Pick out every line in the rows below that contains the string "window", matching case exactly, and copy each one.

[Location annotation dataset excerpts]

****************************************

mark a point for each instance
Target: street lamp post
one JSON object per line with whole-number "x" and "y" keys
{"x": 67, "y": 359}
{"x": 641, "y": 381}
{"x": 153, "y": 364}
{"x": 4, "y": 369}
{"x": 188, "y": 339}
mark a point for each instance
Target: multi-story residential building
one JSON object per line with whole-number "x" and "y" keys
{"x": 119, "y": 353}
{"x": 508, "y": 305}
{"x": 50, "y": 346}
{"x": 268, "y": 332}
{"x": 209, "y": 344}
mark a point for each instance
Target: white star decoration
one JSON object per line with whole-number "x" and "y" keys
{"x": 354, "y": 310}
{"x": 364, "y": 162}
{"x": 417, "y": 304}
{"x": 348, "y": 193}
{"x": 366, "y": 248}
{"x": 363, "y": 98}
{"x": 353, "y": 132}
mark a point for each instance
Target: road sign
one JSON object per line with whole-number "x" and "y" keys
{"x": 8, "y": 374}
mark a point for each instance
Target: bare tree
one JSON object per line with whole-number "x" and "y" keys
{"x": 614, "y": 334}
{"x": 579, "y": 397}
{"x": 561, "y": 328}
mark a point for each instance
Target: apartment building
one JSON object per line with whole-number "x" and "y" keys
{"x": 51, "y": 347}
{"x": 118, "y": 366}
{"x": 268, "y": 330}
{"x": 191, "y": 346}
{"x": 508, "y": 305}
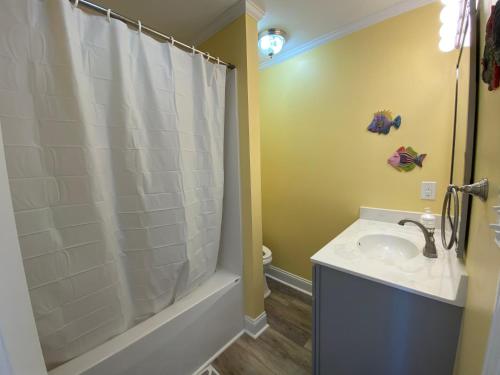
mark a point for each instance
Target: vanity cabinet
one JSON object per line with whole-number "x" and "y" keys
{"x": 363, "y": 327}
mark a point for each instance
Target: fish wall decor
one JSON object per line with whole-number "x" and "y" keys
{"x": 405, "y": 159}
{"x": 382, "y": 122}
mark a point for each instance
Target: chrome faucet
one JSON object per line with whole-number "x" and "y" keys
{"x": 430, "y": 245}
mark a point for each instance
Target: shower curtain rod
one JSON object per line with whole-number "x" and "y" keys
{"x": 141, "y": 27}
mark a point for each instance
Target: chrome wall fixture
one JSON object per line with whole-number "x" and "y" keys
{"x": 451, "y": 217}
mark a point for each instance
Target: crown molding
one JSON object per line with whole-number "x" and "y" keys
{"x": 363, "y": 23}
{"x": 254, "y": 10}
{"x": 229, "y": 15}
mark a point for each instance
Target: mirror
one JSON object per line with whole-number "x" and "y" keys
{"x": 464, "y": 126}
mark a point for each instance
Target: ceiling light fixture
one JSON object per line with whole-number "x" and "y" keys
{"x": 271, "y": 41}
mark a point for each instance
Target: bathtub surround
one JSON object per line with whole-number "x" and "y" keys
{"x": 237, "y": 43}
{"x": 320, "y": 164}
{"x": 483, "y": 255}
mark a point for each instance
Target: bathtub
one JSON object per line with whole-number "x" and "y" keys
{"x": 181, "y": 340}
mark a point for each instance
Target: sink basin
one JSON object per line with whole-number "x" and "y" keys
{"x": 387, "y": 248}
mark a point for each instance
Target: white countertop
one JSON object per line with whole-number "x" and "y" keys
{"x": 443, "y": 279}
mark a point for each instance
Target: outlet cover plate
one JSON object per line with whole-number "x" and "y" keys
{"x": 428, "y": 190}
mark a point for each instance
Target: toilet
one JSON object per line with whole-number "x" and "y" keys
{"x": 267, "y": 257}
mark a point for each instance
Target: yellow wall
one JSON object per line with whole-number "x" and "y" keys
{"x": 483, "y": 256}
{"x": 237, "y": 43}
{"x": 319, "y": 162}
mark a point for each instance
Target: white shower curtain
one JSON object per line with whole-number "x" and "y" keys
{"x": 114, "y": 149}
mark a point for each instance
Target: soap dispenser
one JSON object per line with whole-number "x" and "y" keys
{"x": 428, "y": 220}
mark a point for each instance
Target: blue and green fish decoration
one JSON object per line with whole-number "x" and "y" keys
{"x": 382, "y": 122}
{"x": 405, "y": 159}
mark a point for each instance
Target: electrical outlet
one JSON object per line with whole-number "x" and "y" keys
{"x": 428, "y": 190}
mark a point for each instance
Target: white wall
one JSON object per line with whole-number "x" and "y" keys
{"x": 17, "y": 326}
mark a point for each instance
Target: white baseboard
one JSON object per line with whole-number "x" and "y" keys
{"x": 289, "y": 279}
{"x": 208, "y": 363}
{"x": 255, "y": 327}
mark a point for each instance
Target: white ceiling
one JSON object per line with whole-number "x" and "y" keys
{"x": 183, "y": 19}
{"x": 307, "y": 22}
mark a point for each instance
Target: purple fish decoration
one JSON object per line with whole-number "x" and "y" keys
{"x": 405, "y": 159}
{"x": 382, "y": 122}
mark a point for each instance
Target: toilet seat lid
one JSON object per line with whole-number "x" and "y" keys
{"x": 266, "y": 252}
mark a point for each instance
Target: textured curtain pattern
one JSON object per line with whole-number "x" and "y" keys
{"x": 114, "y": 149}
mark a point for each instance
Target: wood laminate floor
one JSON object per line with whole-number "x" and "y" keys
{"x": 284, "y": 348}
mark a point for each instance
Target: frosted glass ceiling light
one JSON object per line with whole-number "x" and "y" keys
{"x": 271, "y": 41}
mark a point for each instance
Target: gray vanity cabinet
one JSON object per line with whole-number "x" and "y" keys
{"x": 362, "y": 327}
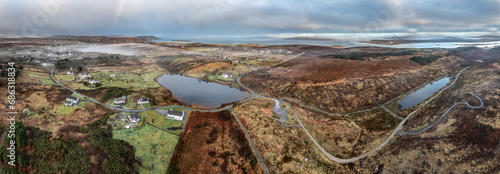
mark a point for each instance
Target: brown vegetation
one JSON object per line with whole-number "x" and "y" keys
{"x": 213, "y": 143}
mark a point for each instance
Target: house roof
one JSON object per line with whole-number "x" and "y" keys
{"x": 176, "y": 113}
{"x": 135, "y": 115}
{"x": 119, "y": 100}
{"x": 72, "y": 98}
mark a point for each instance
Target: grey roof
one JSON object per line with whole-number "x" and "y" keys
{"x": 72, "y": 98}
{"x": 176, "y": 113}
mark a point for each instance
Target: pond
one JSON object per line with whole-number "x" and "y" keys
{"x": 420, "y": 95}
{"x": 193, "y": 91}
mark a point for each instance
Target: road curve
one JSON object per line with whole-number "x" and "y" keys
{"x": 264, "y": 167}
{"x": 441, "y": 117}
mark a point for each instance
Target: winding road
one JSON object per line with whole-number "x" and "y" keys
{"x": 282, "y": 117}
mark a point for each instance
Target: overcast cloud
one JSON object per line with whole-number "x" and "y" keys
{"x": 243, "y": 17}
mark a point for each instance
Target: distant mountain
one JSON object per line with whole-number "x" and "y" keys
{"x": 149, "y": 37}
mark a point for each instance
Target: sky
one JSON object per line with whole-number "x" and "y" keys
{"x": 219, "y": 18}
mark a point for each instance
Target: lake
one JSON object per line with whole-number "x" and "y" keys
{"x": 193, "y": 91}
{"x": 420, "y": 95}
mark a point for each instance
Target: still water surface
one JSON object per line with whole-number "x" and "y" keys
{"x": 195, "y": 91}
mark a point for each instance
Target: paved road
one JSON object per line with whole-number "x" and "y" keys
{"x": 189, "y": 109}
{"x": 392, "y": 113}
{"x": 441, "y": 117}
{"x": 399, "y": 127}
{"x": 328, "y": 155}
{"x": 250, "y": 141}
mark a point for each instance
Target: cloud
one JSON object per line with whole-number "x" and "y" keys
{"x": 246, "y": 17}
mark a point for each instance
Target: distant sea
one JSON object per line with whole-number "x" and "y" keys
{"x": 436, "y": 40}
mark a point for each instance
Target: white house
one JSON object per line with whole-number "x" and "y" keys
{"x": 121, "y": 100}
{"x": 134, "y": 118}
{"x": 176, "y": 115}
{"x": 227, "y": 75}
{"x": 93, "y": 81}
{"x": 143, "y": 101}
{"x": 71, "y": 101}
{"x": 84, "y": 76}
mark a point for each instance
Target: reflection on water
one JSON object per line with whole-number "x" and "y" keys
{"x": 195, "y": 91}
{"x": 420, "y": 95}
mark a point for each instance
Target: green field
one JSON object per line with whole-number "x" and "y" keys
{"x": 220, "y": 79}
{"x": 174, "y": 108}
{"x": 160, "y": 121}
{"x": 153, "y": 146}
{"x": 128, "y": 80}
{"x": 40, "y": 77}
{"x": 67, "y": 110}
{"x": 65, "y": 77}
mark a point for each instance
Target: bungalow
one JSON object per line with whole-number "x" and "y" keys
{"x": 121, "y": 100}
{"x": 93, "y": 81}
{"x": 176, "y": 115}
{"x": 227, "y": 75}
{"x": 71, "y": 101}
{"x": 84, "y": 76}
{"x": 143, "y": 101}
{"x": 134, "y": 118}
{"x": 126, "y": 126}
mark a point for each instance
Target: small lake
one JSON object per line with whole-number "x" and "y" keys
{"x": 193, "y": 91}
{"x": 420, "y": 95}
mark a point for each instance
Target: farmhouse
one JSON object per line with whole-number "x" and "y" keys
{"x": 134, "y": 118}
{"x": 93, "y": 81}
{"x": 71, "y": 101}
{"x": 84, "y": 76}
{"x": 227, "y": 75}
{"x": 176, "y": 115}
{"x": 121, "y": 100}
{"x": 143, "y": 101}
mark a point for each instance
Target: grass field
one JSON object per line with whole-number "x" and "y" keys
{"x": 173, "y": 108}
{"x": 65, "y": 77}
{"x": 220, "y": 79}
{"x": 35, "y": 77}
{"x": 153, "y": 146}
{"x": 160, "y": 121}
{"x": 128, "y": 80}
{"x": 63, "y": 109}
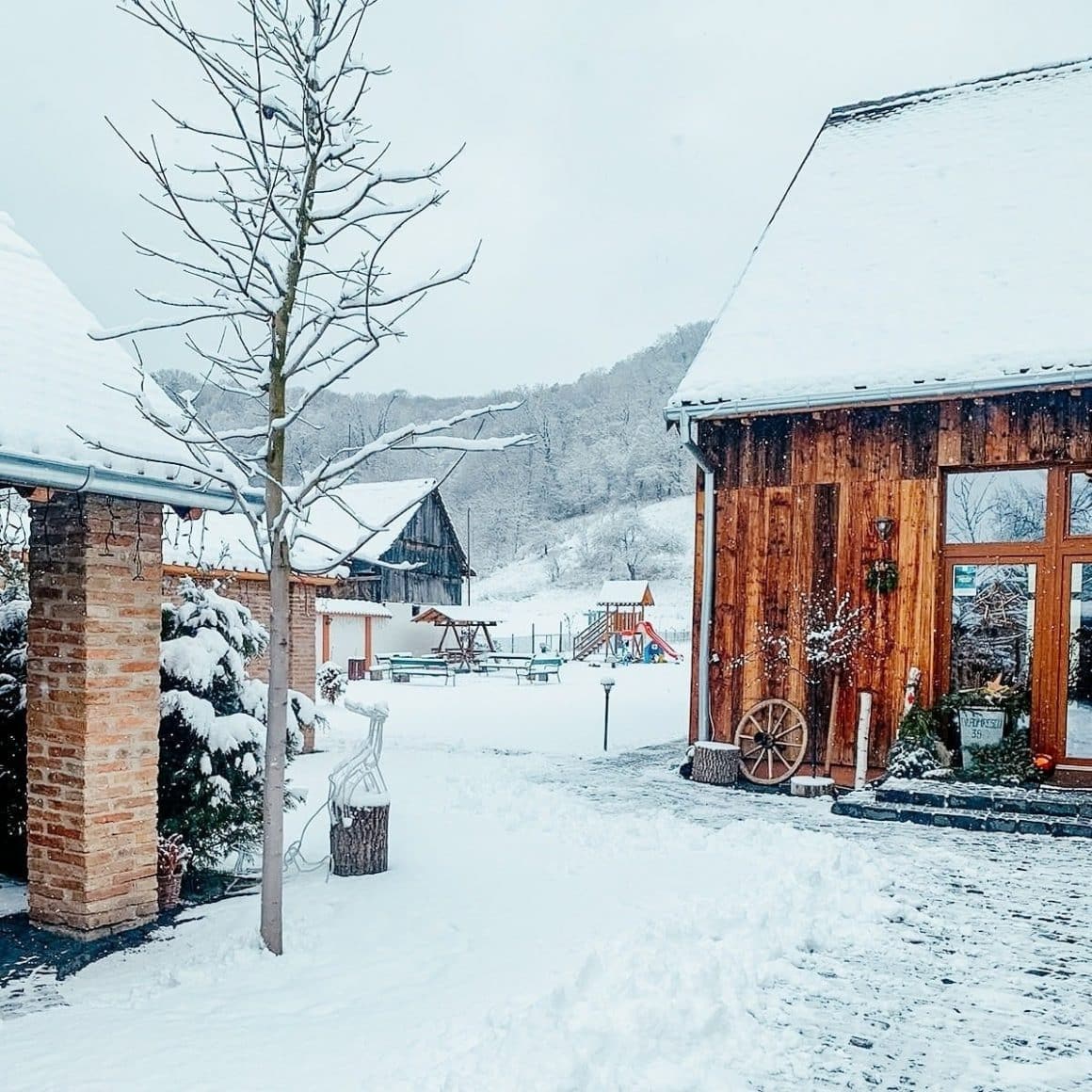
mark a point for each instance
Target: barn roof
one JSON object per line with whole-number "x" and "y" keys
{"x": 934, "y": 244}
{"x": 371, "y": 513}
{"x": 626, "y": 593}
{"x": 70, "y": 420}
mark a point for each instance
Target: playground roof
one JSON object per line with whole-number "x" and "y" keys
{"x": 457, "y": 616}
{"x": 626, "y": 593}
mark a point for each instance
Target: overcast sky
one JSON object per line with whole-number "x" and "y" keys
{"x": 620, "y": 159}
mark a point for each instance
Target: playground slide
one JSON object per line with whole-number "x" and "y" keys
{"x": 650, "y": 634}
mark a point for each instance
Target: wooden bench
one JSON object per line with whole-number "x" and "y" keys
{"x": 505, "y": 662}
{"x": 405, "y": 667}
{"x": 540, "y": 667}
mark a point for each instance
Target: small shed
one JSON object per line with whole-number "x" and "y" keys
{"x": 465, "y": 633}
{"x": 346, "y": 633}
{"x": 895, "y": 405}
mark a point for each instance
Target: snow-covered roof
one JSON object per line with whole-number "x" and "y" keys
{"x": 626, "y": 593}
{"x": 930, "y": 245}
{"x": 362, "y": 521}
{"x": 65, "y": 393}
{"x": 461, "y": 616}
{"x": 357, "y": 608}
{"x": 371, "y": 513}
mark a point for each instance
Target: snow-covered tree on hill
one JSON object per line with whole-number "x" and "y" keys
{"x": 288, "y": 217}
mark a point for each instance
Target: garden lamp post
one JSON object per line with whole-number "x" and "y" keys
{"x": 607, "y": 682}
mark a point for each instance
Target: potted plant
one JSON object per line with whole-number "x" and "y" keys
{"x": 172, "y": 859}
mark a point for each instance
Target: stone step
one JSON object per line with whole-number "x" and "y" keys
{"x": 963, "y": 819}
{"x": 1052, "y": 804}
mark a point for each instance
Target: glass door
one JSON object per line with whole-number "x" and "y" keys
{"x": 1077, "y": 715}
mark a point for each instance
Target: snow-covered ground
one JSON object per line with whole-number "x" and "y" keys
{"x": 556, "y": 919}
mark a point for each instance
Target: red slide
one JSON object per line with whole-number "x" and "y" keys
{"x": 650, "y": 634}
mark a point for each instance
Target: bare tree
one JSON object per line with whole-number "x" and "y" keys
{"x": 286, "y": 213}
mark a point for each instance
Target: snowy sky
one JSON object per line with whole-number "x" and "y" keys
{"x": 621, "y": 156}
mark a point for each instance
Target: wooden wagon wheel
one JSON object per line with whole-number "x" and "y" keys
{"x": 772, "y": 738}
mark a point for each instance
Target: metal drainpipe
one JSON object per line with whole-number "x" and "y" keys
{"x": 708, "y": 541}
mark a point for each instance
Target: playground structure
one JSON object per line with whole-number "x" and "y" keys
{"x": 618, "y": 629}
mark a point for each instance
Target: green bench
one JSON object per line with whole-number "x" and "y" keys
{"x": 505, "y": 662}
{"x": 405, "y": 667}
{"x": 540, "y": 667}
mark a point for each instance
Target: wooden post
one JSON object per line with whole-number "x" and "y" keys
{"x": 359, "y": 840}
{"x": 864, "y": 725}
{"x": 831, "y": 724}
{"x": 715, "y": 763}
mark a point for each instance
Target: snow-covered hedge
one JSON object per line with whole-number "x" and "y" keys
{"x": 332, "y": 682}
{"x": 212, "y": 730}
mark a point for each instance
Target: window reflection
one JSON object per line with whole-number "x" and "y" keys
{"x": 1079, "y": 704}
{"x": 997, "y": 506}
{"x": 1080, "y": 504}
{"x": 993, "y": 620}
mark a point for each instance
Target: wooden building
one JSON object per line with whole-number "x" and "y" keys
{"x": 408, "y": 551}
{"x": 899, "y": 390}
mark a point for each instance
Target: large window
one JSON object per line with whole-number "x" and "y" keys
{"x": 1018, "y": 562}
{"x": 997, "y": 506}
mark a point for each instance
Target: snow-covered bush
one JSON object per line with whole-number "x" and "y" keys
{"x": 917, "y": 749}
{"x": 212, "y": 728}
{"x": 332, "y": 682}
{"x": 213, "y": 725}
{"x": 13, "y": 736}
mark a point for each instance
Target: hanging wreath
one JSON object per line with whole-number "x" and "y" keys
{"x": 882, "y": 577}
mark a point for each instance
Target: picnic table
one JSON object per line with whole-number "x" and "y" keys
{"x": 504, "y": 662}
{"x": 539, "y": 668}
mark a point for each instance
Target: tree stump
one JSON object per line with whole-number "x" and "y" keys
{"x": 715, "y": 763}
{"x": 359, "y": 840}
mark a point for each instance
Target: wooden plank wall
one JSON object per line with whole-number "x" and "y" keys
{"x": 796, "y": 497}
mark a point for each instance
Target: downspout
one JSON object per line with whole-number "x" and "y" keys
{"x": 708, "y": 543}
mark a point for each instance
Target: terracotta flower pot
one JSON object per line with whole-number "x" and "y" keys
{"x": 170, "y": 889}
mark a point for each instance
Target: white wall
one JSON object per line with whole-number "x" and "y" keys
{"x": 401, "y": 634}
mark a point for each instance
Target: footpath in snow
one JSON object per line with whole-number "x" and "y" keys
{"x": 556, "y": 919}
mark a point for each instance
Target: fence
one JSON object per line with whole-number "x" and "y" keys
{"x": 559, "y": 640}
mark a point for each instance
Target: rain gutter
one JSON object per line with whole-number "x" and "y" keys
{"x": 68, "y": 476}
{"x": 1043, "y": 377}
{"x": 708, "y": 544}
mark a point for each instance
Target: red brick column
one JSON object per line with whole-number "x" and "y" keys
{"x": 93, "y": 718}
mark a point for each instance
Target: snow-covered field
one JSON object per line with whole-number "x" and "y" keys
{"x": 556, "y": 919}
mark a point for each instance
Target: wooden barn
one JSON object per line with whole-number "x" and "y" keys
{"x": 410, "y": 551}
{"x": 893, "y": 411}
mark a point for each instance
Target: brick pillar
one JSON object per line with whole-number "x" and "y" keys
{"x": 93, "y": 717}
{"x": 301, "y": 623}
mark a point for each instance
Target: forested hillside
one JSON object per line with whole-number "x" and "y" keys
{"x": 602, "y": 445}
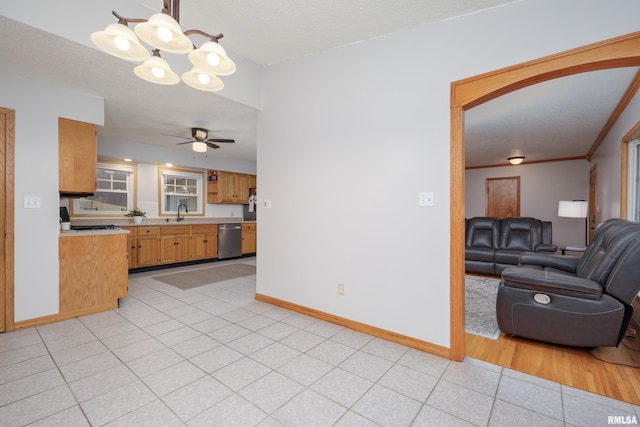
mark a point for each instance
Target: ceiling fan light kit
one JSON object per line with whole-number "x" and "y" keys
{"x": 199, "y": 147}
{"x": 162, "y": 31}
{"x": 200, "y": 140}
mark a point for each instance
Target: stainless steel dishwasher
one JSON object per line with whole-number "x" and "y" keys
{"x": 229, "y": 241}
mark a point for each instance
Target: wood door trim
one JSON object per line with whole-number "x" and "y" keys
{"x": 624, "y": 167}
{"x": 8, "y": 145}
{"x": 621, "y": 51}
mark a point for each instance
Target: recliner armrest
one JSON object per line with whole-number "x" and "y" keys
{"x": 550, "y": 281}
{"x": 547, "y": 247}
{"x": 560, "y": 262}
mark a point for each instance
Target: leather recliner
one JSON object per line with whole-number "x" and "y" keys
{"x": 576, "y": 301}
{"x": 492, "y": 244}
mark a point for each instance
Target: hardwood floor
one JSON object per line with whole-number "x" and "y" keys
{"x": 571, "y": 366}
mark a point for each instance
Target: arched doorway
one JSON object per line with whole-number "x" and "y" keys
{"x": 621, "y": 51}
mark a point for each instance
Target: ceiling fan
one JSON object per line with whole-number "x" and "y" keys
{"x": 200, "y": 140}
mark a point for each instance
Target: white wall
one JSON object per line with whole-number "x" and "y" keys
{"x": 38, "y": 107}
{"x": 542, "y": 186}
{"x": 349, "y": 137}
{"x": 607, "y": 159}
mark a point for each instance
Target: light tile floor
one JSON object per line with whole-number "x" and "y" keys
{"x": 214, "y": 356}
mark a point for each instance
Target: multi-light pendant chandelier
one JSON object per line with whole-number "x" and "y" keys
{"x": 162, "y": 31}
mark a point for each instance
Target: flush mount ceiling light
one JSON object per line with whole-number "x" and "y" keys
{"x": 516, "y": 160}
{"x": 163, "y": 33}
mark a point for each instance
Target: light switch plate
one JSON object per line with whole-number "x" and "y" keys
{"x": 426, "y": 199}
{"x": 31, "y": 202}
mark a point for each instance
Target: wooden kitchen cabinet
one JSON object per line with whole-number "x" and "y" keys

****************************************

> **Result below**
Target: window reflection
Target: large window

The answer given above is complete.